* [WHAT THE TASK REQUIRES]: Find each line in the items below that contains the word "Give", and copy every such line.

* [RECORDS FOR THIS EXERCISE]:
╭──
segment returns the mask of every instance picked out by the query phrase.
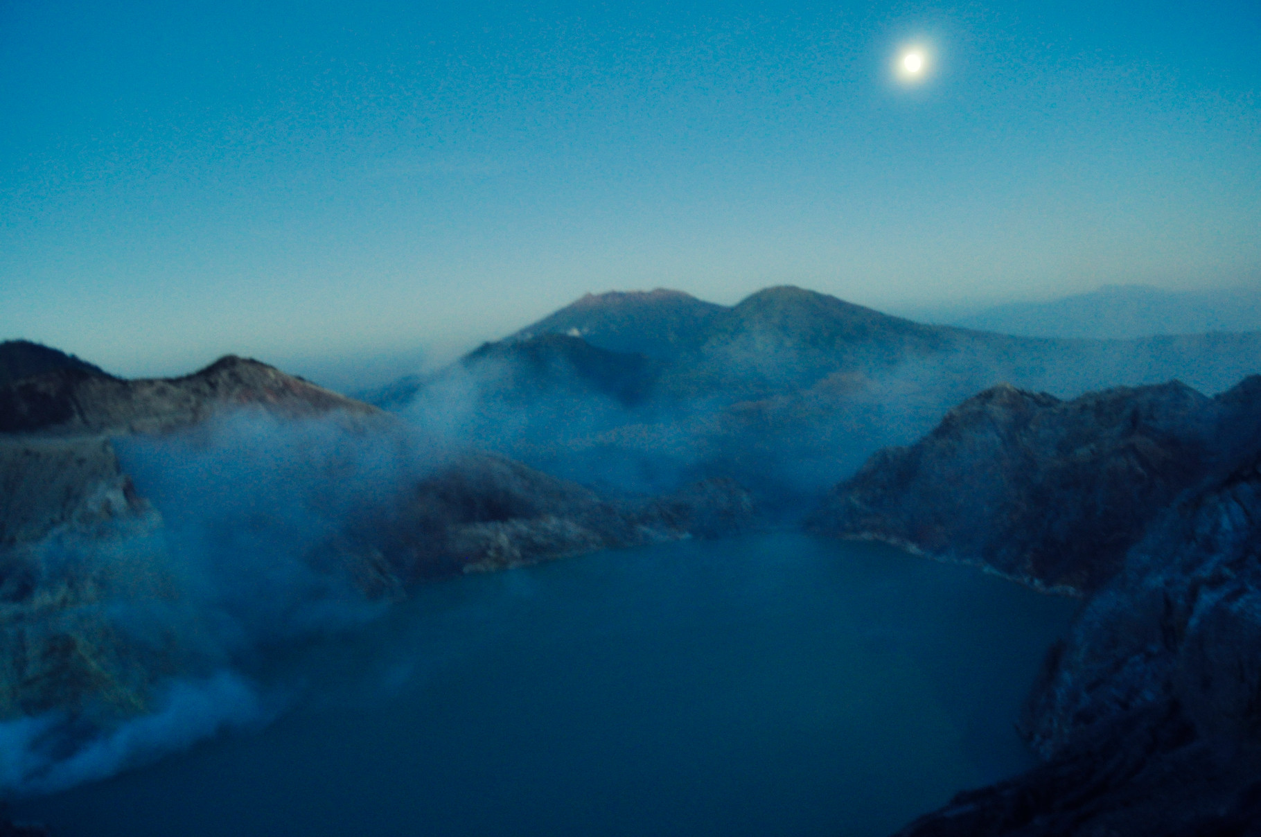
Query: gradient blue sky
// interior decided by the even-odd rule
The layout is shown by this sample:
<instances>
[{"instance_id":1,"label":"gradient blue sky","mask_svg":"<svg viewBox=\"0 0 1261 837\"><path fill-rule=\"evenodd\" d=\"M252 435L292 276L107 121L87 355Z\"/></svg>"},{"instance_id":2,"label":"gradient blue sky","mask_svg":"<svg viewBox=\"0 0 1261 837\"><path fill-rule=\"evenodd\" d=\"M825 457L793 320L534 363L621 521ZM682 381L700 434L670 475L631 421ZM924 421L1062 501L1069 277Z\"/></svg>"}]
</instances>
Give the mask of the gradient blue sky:
<instances>
[{"instance_id":1,"label":"gradient blue sky","mask_svg":"<svg viewBox=\"0 0 1261 837\"><path fill-rule=\"evenodd\" d=\"M155 374L610 289L1255 282L1258 44L1255 0L0 0L0 338Z\"/></svg>"}]
</instances>

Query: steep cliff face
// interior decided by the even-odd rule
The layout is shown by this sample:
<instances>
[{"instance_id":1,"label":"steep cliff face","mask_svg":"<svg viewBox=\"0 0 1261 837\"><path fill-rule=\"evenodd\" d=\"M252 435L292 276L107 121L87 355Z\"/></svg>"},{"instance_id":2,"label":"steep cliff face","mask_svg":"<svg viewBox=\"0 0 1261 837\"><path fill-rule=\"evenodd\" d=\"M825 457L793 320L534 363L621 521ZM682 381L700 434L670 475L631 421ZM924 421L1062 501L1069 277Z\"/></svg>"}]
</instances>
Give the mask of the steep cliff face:
<instances>
[{"instance_id":1,"label":"steep cliff face","mask_svg":"<svg viewBox=\"0 0 1261 837\"><path fill-rule=\"evenodd\" d=\"M0 724L57 716L68 741L348 603L753 518L730 482L610 500L507 459L451 458L393 416L240 358L161 381L26 377L0 388ZM24 780L0 775L0 792Z\"/></svg>"},{"instance_id":2,"label":"steep cliff face","mask_svg":"<svg viewBox=\"0 0 1261 837\"><path fill-rule=\"evenodd\" d=\"M995 388L812 526L1087 597L1025 710L1045 764L904 837L1261 833L1261 378Z\"/></svg>"},{"instance_id":3,"label":"steep cliff face","mask_svg":"<svg viewBox=\"0 0 1261 837\"><path fill-rule=\"evenodd\" d=\"M0 437L0 720L134 713L170 648L134 645L110 601L173 595L161 518L101 437Z\"/></svg>"},{"instance_id":4,"label":"steep cliff face","mask_svg":"<svg viewBox=\"0 0 1261 837\"><path fill-rule=\"evenodd\" d=\"M1235 455L1258 393L1261 378L1217 398L1177 382L1067 402L995 387L914 445L879 451L808 526L1086 594L1174 497Z\"/></svg>"},{"instance_id":5,"label":"steep cliff face","mask_svg":"<svg viewBox=\"0 0 1261 837\"><path fill-rule=\"evenodd\" d=\"M905 837L1261 833L1261 455L1168 508L1053 649L1047 764Z\"/></svg>"},{"instance_id":6,"label":"steep cliff face","mask_svg":"<svg viewBox=\"0 0 1261 837\"><path fill-rule=\"evenodd\" d=\"M161 432L255 405L288 417L380 411L257 361L228 355L182 378L124 381L57 369L0 387L0 432Z\"/></svg>"}]
</instances>

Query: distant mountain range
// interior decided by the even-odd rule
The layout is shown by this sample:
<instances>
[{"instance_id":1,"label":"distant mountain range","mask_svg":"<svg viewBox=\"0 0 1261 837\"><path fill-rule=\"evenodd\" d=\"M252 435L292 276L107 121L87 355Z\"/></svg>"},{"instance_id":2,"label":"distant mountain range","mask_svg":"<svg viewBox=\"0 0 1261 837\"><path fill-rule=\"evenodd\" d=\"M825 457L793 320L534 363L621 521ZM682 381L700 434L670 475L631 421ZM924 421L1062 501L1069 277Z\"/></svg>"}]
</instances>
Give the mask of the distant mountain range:
<instances>
[{"instance_id":1,"label":"distant mountain range","mask_svg":"<svg viewBox=\"0 0 1261 837\"><path fill-rule=\"evenodd\" d=\"M1261 284L1200 291L1106 285L1049 303L1013 303L944 323L1020 337L1127 339L1261 332Z\"/></svg>"},{"instance_id":2,"label":"distant mountain range","mask_svg":"<svg viewBox=\"0 0 1261 837\"><path fill-rule=\"evenodd\" d=\"M658 289L584 296L445 369L361 397L456 442L607 488L733 475L799 498L997 383L1073 397L1182 379L1213 393L1258 371L1261 333L1024 338L798 287L733 306Z\"/></svg>"}]
</instances>

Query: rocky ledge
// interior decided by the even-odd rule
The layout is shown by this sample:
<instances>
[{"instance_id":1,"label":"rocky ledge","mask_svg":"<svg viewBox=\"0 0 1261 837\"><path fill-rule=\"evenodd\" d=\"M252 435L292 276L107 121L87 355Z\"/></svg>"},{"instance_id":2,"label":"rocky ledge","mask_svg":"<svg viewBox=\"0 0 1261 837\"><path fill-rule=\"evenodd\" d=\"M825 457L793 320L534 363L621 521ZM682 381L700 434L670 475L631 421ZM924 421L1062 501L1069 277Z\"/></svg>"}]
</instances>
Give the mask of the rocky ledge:
<instances>
[{"instance_id":1,"label":"rocky ledge","mask_svg":"<svg viewBox=\"0 0 1261 837\"><path fill-rule=\"evenodd\" d=\"M1258 395L1000 387L811 518L1087 599L1025 707L1044 764L900 837L1261 834Z\"/></svg>"},{"instance_id":2,"label":"rocky ledge","mask_svg":"<svg viewBox=\"0 0 1261 837\"><path fill-rule=\"evenodd\" d=\"M108 729L153 711L170 678L222 664L211 659L222 649L198 645L198 609L231 603L185 595L184 518L226 538L199 572L235 572L223 558L245 550L238 570L315 577L303 582L313 595L356 601L754 519L730 480L610 499L498 456L425 453L401 420L241 358L174 379L44 371L0 386L0 724L57 712ZM190 488L149 493L154 474L146 483L119 455L137 446L159 476L195 474ZM267 479L270 494L251 485Z\"/></svg>"},{"instance_id":3,"label":"rocky ledge","mask_svg":"<svg viewBox=\"0 0 1261 837\"><path fill-rule=\"evenodd\" d=\"M807 527L1083 595L1258 425L1261 377L1216 398L1178 382L1073 401L999 386L914 445L876 453Z\"/></svg>"}]
</instances>

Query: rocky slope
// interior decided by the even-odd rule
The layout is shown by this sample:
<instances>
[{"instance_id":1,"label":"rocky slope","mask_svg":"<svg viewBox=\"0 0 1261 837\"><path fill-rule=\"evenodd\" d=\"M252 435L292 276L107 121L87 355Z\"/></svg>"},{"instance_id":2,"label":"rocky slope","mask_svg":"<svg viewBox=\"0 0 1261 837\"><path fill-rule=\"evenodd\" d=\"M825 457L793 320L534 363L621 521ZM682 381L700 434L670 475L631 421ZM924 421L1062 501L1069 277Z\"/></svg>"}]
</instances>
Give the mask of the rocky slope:
<instances>
[{"instance_id":1,"label":"rocky slope","mask_svg":"<svg viewBox=\"0 0 1261 837\"><path fill-rule=\"evenodd\" d=\"M45 372L58 369L72 369L108 377L100 367L95 367L86 361L79 361L73 354L58 352L30 340L5 340L0 343L0 387L14 381L30 378Z\"/></svg>"},{"instance_id":2,"label":"rocky slope","mask_svg":"<svg viewBox=\"0 0 1261 837\"><path fill-rule=\"evenodd\" d=\"M807 526L1086 594L1174 497L1237 455L1261 378L1216 398L1178 382L1073 401L1000 386L874 455Z\"/></svg>"},{"instance_id":3,"label":"rocky slope","mask_svg":"<svg viewBox=\"0 0 1261 837\"><path fill-rule=\"evenodd\" d=\"M0 388L0 724L59 713L67 754L155 711L171 678L257 658L325 611L754 519L730 480L607 499L434 450L376 407L232 357L174 379L25 377Z\"/></svg>"},{"instance_id":4,"label":"rocky slope","mask_svg":"<svg viewBox=\"0 0 1261 837\"><path fill-rule=\"evenodd\" d=\"M1170 505L1053 649L1047 763L905 837L1261 834L1261 453Z\"/></svg>"},{"instance_id":5,"label":"rocky slope","mask_svg":"<svg viewBox=\"0 0 1261 837\"><path fill-rule=\"evenodd\" d=\"M1261 335L1049 340L926 325L772 287L733 306L585 296L429 376L364 398L496 453L613 489L709 476L786 509L1001 381L1061 397L1261 372Z\"/></svg>"},{"instance_id":6,"label":"rocky slope","mask_svg":"<svg viewBox=\"0 0 1261 837\"><path fill-rule=\"evenodd\" d=\"M161 432L243 405L286 417L378 412L265 363L228 355L182 378L125 381L68 368L15 381L0 387L0 432Z\"/></svg>"},{"instance_id":7,"label":"rocky slope","mask_svg":"<svg viewBox=\"0 0 1261 837\"><path fill-rule=\"evenodd\" d=\"M811 518L1073 591L1021 732L1045 763L904 837L1261 833L1261 378L999 387Z\"/></svg>"}]
</instances>

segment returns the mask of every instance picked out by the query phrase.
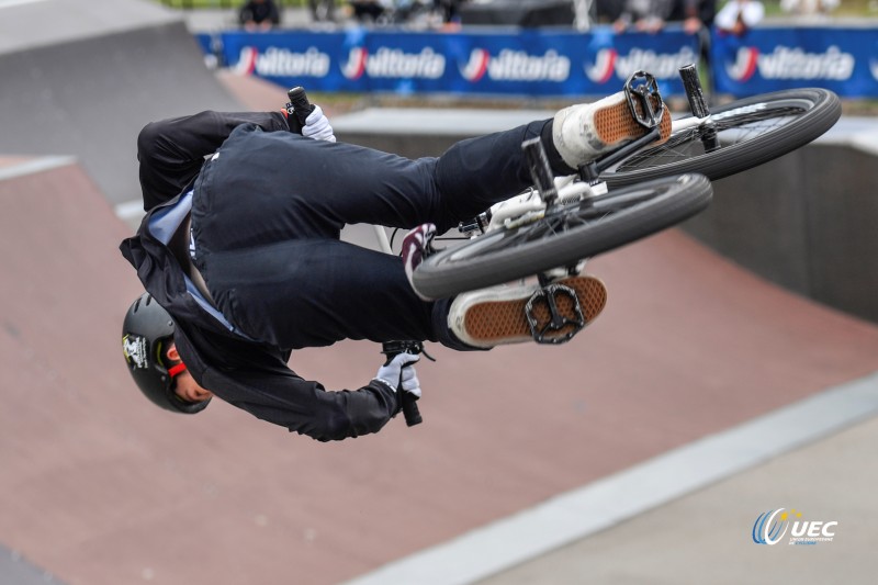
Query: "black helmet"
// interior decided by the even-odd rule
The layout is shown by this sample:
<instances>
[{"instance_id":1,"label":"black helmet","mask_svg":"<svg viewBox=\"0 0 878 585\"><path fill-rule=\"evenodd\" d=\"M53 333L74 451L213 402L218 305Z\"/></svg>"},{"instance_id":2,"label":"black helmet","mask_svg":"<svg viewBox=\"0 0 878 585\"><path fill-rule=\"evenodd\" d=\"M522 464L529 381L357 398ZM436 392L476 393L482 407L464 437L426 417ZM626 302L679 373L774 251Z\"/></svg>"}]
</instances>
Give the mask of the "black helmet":
<instances>
[{"instance_id":1,"label":"black helmet","mask_svg":"<svg viewBox=\"0 0 878 585\"><path fill-rule=\"evenodd\" d=\"M203 410L211 400L187 402L171 390L173 375L164 362L168 344L172 341L173 319L149 293L144 293L131 305L122 325L122 352L128 371L153 403L166 410L193 415Z\"/></svg>"}]
</instances>

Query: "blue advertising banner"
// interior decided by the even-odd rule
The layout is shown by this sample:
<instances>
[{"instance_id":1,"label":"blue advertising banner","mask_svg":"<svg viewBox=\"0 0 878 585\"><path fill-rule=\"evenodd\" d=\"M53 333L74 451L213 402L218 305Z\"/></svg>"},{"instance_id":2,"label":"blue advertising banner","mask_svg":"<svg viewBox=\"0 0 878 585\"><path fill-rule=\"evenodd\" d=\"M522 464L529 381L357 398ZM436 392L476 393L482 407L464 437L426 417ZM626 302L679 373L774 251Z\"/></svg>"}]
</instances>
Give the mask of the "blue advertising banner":
<instances>
[{"instance_id":1,"label":"blue advertising banner","mask_svg":"<svg viewBox=\"0 0 878 585\"><path fill-rule=\"evenodd\" d=\"M752 95L821 87L848 98L878 95L878 29L753 29L742 37L713 34L714 90Z\"/></svg>"},{"instance_id":2,"label":"blue advertising banner","mask_svg":"<svg viewBox=\"0 0 878 585\"><path fill-rule=\"evenodd\" d=\"M609 27L587 34L230 31L199 41L240 75L315 91L607 95L646 70L662 92L678 94L677 69L698 60L697 38L673 26L658 35L616 35Z\"/></svg>"}]
</instances>

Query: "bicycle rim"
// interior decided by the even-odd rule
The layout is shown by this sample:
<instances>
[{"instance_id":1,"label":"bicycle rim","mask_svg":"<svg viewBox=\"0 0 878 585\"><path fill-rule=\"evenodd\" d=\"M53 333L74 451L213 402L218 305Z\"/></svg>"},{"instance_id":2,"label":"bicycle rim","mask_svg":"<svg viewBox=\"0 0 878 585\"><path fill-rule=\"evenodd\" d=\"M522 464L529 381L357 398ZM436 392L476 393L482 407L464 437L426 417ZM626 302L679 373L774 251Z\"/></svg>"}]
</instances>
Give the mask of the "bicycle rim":
<instances>
[{"instance_id":1,"label":"bicycle rim","mask_svg":"<svg viewBox=\"0 0 878 585\"><path fill-rule=\"evenodd\" d=\"M701 127L674 132L664 144L642 148L604 172L601 179L610 185L683 172L721 179L804 146L831 128L841 113L838 98L819 88L738 100L711 109L719 148L705 150Z\"/></svg>"},{"instance_id":2,"label":"bicycle rim","mask_svg":"<svg viewBox=\"0 0 878 585\"><path fill-rule=\"evenodd\" d=\"M572 267L695 215L711 194L706 177L685 175L563 205L530 224L430 256L415 271L414 285L424 296L443 299Z\"/></svg>"}]
</instances>

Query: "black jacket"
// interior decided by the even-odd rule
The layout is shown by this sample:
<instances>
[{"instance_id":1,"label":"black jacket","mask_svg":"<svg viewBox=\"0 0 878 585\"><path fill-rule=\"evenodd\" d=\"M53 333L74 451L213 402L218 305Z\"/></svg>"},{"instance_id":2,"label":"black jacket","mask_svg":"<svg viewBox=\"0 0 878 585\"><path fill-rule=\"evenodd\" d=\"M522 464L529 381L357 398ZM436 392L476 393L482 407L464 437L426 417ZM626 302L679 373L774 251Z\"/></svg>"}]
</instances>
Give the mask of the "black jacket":
<instances>
[{"instance_id":1,"label":"black jacket","mask_svg":"<svg viewBox=\"0 0 878 585\"><path fill-rule=\"evenodd\" d=\"M375 381L357 391L327 392L286 365L290 350L228 331L187 293L180 265L147 229L157 210L173 205L189 190L204 157L244 123L267 132L288 131L280 112L202 112L148 124L140 132L137 156L147 215L137 234L122 243L122 255L173 317L178 351L203 387L258 418L317 440L376 432L399 410L397 393Z\"/></svg>"}]
</instances>

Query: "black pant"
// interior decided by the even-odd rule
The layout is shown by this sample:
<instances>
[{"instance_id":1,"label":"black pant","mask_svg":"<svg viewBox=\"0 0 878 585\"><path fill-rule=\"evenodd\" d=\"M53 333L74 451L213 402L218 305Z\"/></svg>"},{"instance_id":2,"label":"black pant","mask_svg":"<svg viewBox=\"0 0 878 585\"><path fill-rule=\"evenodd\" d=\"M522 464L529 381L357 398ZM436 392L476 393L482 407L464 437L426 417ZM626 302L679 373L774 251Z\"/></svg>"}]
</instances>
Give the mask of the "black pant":
<instances>
[{"instance_id":1,"label":"black pant","mask_svg":"<svg viewBox=\"0 0 878 585\"><path fill-rule=\"evenodd\" d=\"M541 133L550 135L549 121L410 160L239 126L195 182L195 266L227 319L278 347L349 338L464 349L448 329L450 300L421 301L398 257L342 243L339 233L357 223L457 226L530 183L521 143Z\"/></svg>"}]
</instances>

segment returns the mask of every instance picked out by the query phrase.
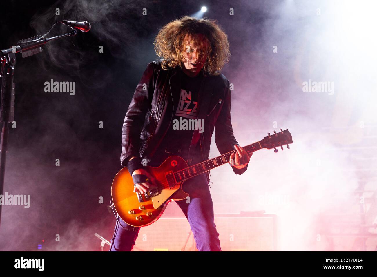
╰──
* [PROBLEM SOLUTION]:
Give the mask of the gradient blue sky:
Give the mask of the steep cliff face:
Give the mask of the distant mountain range:
Give the mask of the rocky ledge:
Give the mask of the rocky slope:
Give the mask of the "black helmet":
Give the mask of the "blue advertising banner":
Give the mask of the "bicycle rim":
Give the mask of the "black jacket":
Give the mask of the "black pant":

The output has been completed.